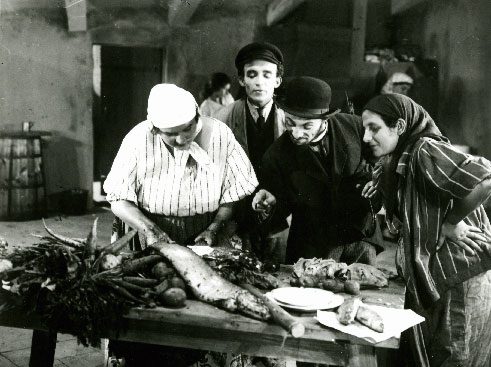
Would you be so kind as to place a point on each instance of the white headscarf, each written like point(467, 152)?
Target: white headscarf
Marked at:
point(170, 106)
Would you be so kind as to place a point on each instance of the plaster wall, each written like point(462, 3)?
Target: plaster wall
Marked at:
point(46, 78)
point(457, 34)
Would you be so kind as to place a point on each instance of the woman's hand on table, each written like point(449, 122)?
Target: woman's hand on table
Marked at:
point(369, 190)
point(206, 238)
point(470, 238)
point(263, 202)
point(155, 234)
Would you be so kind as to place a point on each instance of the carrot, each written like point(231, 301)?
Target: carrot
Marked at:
point(91, 243)
point(115, 247)
point(129, 286)
point(142, 282)
point(138, 264)
point(66, 240)
point(120, 290)
point(162, 287)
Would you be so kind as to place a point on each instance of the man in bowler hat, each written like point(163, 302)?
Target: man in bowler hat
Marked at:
point(316, 172)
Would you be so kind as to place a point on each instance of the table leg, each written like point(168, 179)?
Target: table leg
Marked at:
point(361, 356)
point(43, 348)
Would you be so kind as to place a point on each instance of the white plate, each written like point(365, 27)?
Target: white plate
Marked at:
point(306, 299)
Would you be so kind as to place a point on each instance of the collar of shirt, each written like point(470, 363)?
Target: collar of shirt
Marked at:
point(320, 136)
point(195, 150)
point(266, 110)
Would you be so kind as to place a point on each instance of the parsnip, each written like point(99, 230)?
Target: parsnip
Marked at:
point(347, 311)
point(370, 318)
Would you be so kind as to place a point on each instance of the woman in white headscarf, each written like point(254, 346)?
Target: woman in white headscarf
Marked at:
point(175, 178)
point(399, 83)
point(177, 174)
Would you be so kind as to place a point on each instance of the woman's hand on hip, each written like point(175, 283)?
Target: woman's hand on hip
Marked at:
point(263, 201)
point(155, 234)
point(206, 238)
point(468, 237)
point(369, 190)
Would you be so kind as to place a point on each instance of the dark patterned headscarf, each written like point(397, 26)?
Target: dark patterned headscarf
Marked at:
point(418, 124)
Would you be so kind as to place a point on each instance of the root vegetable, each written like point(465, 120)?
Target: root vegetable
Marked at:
point(177, 282)
point(173, 297)
point(306, 282)
point(162, 287)
point(5, 265)
point(333, 285)
point(161, 270)
point(347, 311)
point(109, 261)
point(142, 282)
point(352, 287)
point(120, 290)
point(139, 264)
point(129, 286)
point(115, 247)
point(370, 318)
point(66, 240)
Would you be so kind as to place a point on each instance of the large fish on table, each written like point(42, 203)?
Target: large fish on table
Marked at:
point(208, 286)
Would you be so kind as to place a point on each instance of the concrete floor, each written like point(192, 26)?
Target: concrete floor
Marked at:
point(15, 344)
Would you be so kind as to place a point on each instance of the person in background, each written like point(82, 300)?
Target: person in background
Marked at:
point(216, 94)
point(397, 83)
point(433, 193)
point(176, 178)
point(316, 173)
point(256, 122)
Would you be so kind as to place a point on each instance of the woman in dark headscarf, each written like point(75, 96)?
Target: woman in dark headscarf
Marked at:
point(433, 193)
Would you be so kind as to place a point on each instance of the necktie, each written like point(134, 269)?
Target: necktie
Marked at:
point(260, 120)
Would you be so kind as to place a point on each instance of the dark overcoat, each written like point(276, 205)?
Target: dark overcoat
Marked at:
point(326, 206)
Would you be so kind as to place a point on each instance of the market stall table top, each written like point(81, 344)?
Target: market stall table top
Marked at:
point(202, 326)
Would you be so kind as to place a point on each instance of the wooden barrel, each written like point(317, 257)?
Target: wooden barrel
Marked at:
point(22, 189)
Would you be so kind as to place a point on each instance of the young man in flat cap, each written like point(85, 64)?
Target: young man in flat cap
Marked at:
point(316, 173)
point(256, 121)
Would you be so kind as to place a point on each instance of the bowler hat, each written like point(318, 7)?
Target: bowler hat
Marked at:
point(306, 97)
point(258, 51)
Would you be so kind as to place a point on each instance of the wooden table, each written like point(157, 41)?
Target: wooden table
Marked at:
point(202, 326)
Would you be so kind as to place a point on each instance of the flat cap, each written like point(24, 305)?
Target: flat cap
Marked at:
point(258, 51)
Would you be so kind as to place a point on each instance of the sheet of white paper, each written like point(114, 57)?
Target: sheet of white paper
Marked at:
point(201, 250)
point(395, 322)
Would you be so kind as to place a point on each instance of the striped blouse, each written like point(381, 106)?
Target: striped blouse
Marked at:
point(434, 173)
point(147, 174)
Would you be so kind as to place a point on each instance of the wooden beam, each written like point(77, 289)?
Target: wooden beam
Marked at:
point(76, 11)
point(358, 37)
point(278, 9)
point(399, 6)
point(180, 11)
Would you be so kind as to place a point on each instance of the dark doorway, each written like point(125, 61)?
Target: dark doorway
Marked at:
point(123, 77)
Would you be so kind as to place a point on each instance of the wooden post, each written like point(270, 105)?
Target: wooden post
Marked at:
point(358, 35)
point(278, 9)
point(43, 348)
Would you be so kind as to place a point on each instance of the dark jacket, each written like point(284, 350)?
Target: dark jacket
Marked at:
point(234, 115)
point(327, 209)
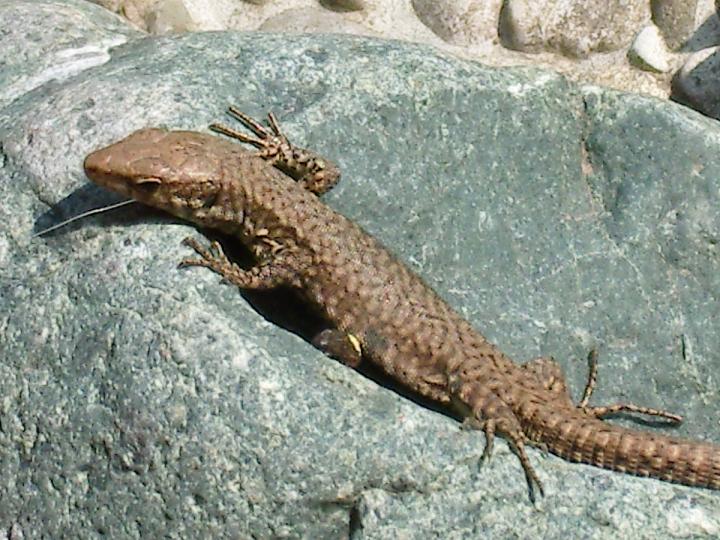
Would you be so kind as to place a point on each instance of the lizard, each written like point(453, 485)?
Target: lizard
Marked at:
point(377, 309)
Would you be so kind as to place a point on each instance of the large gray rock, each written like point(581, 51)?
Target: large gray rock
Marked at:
point(139, 400)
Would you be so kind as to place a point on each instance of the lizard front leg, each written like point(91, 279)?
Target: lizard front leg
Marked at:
point(280, 270)
point(313, 172)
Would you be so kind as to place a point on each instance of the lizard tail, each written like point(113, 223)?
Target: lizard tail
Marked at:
point(584, 438)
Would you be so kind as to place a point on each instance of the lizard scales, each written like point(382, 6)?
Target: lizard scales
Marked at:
point(378, 308)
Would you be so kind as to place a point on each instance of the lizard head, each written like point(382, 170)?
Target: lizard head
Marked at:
point(171, 170)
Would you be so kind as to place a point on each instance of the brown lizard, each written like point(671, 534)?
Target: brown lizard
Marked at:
point(378, 309)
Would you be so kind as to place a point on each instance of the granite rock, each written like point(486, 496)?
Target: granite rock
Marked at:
point(138, 400)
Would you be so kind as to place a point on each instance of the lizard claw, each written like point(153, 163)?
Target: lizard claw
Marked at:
point(212, 257)
point(269, 142)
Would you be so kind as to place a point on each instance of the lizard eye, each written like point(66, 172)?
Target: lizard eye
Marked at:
point(148, 184)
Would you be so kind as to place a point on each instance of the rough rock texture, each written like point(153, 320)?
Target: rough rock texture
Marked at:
point(572, 27)
point(676, 20)
point(587, 41)
point(142, 401)
point(696, 84)
point(648, 51)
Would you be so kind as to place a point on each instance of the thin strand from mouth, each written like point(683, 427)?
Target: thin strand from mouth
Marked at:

* * *

▸ **INSTRUCTIONS FOR THE TASK**
Update all of the records by replacing "Target" with "Label" and leaving everything else unchanged. Omit the pictures from your answer.

▸ **TASK ANSWER**
Would you be so kind as to place a point on each instance of the white headscarf, each written like point(467, 152)?
Label: white headscarf
Marked at:
point(170, 106)
Would you be so kind as to place a point on each instance of the plaster wall, each written like point(462, 3)?
Label: plaster wall
Marked at:
point(46, 78)
point(457, 34)
Would you be so kind as to place a point on each instance of the woman's hand on table, each written like point(449, 122)?
Label: woman's hand on table
Marked at:
point(369, 190)
point(206, 238)
point(470, 238)
point(263, 202)
point(155, 234)
Would you be so kind as to place a point on each instance of the carrot, each written like point(231, 301)?
Label: carrot
Marked at:
point(91, 243)
point(115, 247)
point(129, 286)
point(142, 282)
point(138, 264)
point(66, 240)
point(120, 290)
point(162, 287)
Would you be so kind as to place a point on each instance of the man in bowler hat, each written like point(163, 302)?
Label: man in bowler hat
Marked at:
point(316, 172)
Would you be so kind as to place a point on each instance of the table leg, each written like point(168, 179)?
Label: table leg
Marked at:
point(361, 356)
point(43, 348)
Would you be so kind as to place a point on each instance of the white plate, each written like point(365, 27)?
Label: white plate
Marked at:
point(306, 299)
Would you be so kind as to place a point on each instance of the collar of shirt, each written like point(470, 363)?
Label: collar of shirt
Marked at:
point(320, 136)
point(195, 150)
point(266, 110)
Would you be so kind as to place a point on each instance of the parsnip, each written like point(99, 230)?
Label: parsnip
Marked at:
point(347, 311)
point(370, 318)
Would you be so kind as to place a point on each instance of the woman in white headscarf, each written like point(254, 346)?
Label: woman in white headscarf
Marked at:
point(175, 178)
point(399, 83)
point(177, 174)
Would you be so kind as to place a point on each instance of the woman's hand on hip, each written like point(175, 283)?
Label: woman's hand on hip
Marked at:
point(263, 201)
point(155, 234)
point(206, 238)
point(468, 237)
point(369, 190)
Would you be so kind as to place a point on each instance of the dark patterned headscarf, each written like point(397, 26)?
Label: dark patterned headscarf
Marked at:
point(418, 124)
Would you be so kind as to place a point on each instance of the root vegetable, each written like point(465, 120)?
Label: root vegetable
Marked at:
point(177, 282)
point(173, 297)
point(306, 282)
point(162, 287)
point(5, 265)
point(333, 285)
point(161, 270)
point(347, 311)
point(109, 261)
point(142, 282)
point(352, 287)
point(120, 290)
point(139, 264)
point(129, 286)
point(115, 247)
point(370, 318)
point(66, 240)
Would you be so kind as to place a point on each instance of the large fish on table, each written like point(42, 203)?
Label: large fish on table
Marked at:
point(208, 286)
Would you be so kind as to place a point on each instance of the concrete floor, each written like point(192, 26)?
Label: concrete floor
Marked at:
point(15, 344)
Would you be so kind as to place a point on each instance of the person in background, each written like point(82, 300)?
Label: person in background
Marked at:
point(216, 94)
point(397, 83)
point(433, 193)
point(176, 178)
point(316, 173)
point(256, 122)
Would you be so kind as to place a point on each instance of the woman in dark headscarf, each written like point(75, 96)?
Label: woman in dark headscarf
Marked at:
point(433, 193)
Would you be so kind as to place a point on each instance of the necktie, each written like point(134, 269)?
Label: necktie
Marked at:
point(260, 120)
Would you be so kind as to place a point on each instance of the dark overcoat, each written like point(276, 205)?
Label: dark overcoat
Marked at:
point(326, 206)
Would you be so kind as to place a point on each instance of the market stall table top, each written like point(81, 344)?
Label: market stall table top
Marked at:
point(202, 326)
Would you be so kind as to place a point on each instance of the wooden barrel, each written like point(317, 257)?
Label: wooden barrel
Marked at:
point(22, 189)
Would you be so kind as to place a point on each instance of the young man in flat cap, each written like point(85, 64)?
Label: young man in flat cap
Marked at:
point(316, 173)
point(256, 121)
Would you be so kind as to place a point on each instance of the bowler hat, each written like point(318, 7)?
Label: bowler hat
Marked at:
point(306, 97)
point(258, 51)
Would you be so kind as to place a point on each instance of the wooden table, each written like point(157, 41)?
Label: wooden table
Marked at:
point(202, 326)
Would you be so kind as to place a point on each instance of the flat cap, each written like point(24, 305)?
Label: flat cap
Marked at:
point(258, 51)
Would you be so kind as to place a point on each instance of the sheet of white paper, each written like point(114, 57)?
Label: sheet of white paper
Marked at:
point(201, 250)
point(395, 322)
Would you be so kind as to place a point on each instance of the striped blouse, each written like point(381, 106)?
Label: striped blouse
Marked at:
point(434, 173)
point(147, 174)
Would you be so kind as to place a point on each instance of the wooden beam, each written like point(77, 289)?
Label: wooden beam
Marked at:
point(76, 11)
point(358, 37)
point(278, 9)
point(399, 6)
point(180, 11)
Would you be so kind as to place a point on each instance of the dark doorway, each written like point(125, 61)?
Label: dark doorway
Marked at:
point(123, 77)
Would you be so kind as to place a point on each instance of the wooden post, each written like point(270, 105)?
Label: wooden post
Marked at:
point(358, 35)
point(278, 9)
point(43, 348)
Would you be so kind as to place a point on each instance of the dark jacket, each written like point(284, 350)?
Label: dark jacket
Marked at:
point(234, 115)
point(327, 209)
Would you be so kind as to place a point on each instance of the lizard, each written like point(453, 485)?
Label: lizard
Marked at:
point(377, 309)
Would you be so kind as to place a point on each instance of the large gray rock, each written like point(581, 51)?
Label: large gray rock
Marked at:
point(139, 400)
Would you be so kind as to place a point on each instance of the lizard front leg, each written like point(91, 279)?
Label: lizard front leg
Marked at:
point(280, 270)
point(313, 172)
Would you be so kind as to place a point on each instance of the lizard tail, each written like point(113, 223)?
Label: lizard tail
Marked at:
point(584, 438)
Would you be so kind as to place a point on each instance of the lizard scales, each written like point(382, 6)?
Label: lizard scales
Marked at:
point(378, 308)
Would you be so kind as to place a point on each instance of the lizard head, each written like point(382, 170)?
Label: lizard head
Marked at:
point(171, 170)
Would you be so kind as to place a point on each instance of the brown lizard, each written like point(671, 534)?
Label: brown lizard
Marked at:
point(378, 309)
Would you be so kind as to place a point on each instance of the granite rock, each written like point(486, 496)?
Label: granite rock
Marked at:
point(138, 400)
Would you be so kind as to place a point on each instance of the lizard claw, each written like point(153, 163)?
Label: lizard claw
Marked at:
point(212, 257)
point(269, 142)
Would you be so kind as to place a point on each instance of the lizard eye, each written like point(66, 172)?
Label: lizard eye
Marked at:
point(148, 184)
Would you be so kind as to place a point on each instance of the rough rock texture, each written like point(153, 320)?
Label: rough rock texture
Marked at:
point(572, 27)
point(676, 20)
point(587, 41)
point(142, 401)
point(696, 84)
point(648, 51)
Would you be so kind as to place a point on each instance of the thin strand from mouth, each written like point(683, 427)?
Label: thin strand from mouth
Marked at:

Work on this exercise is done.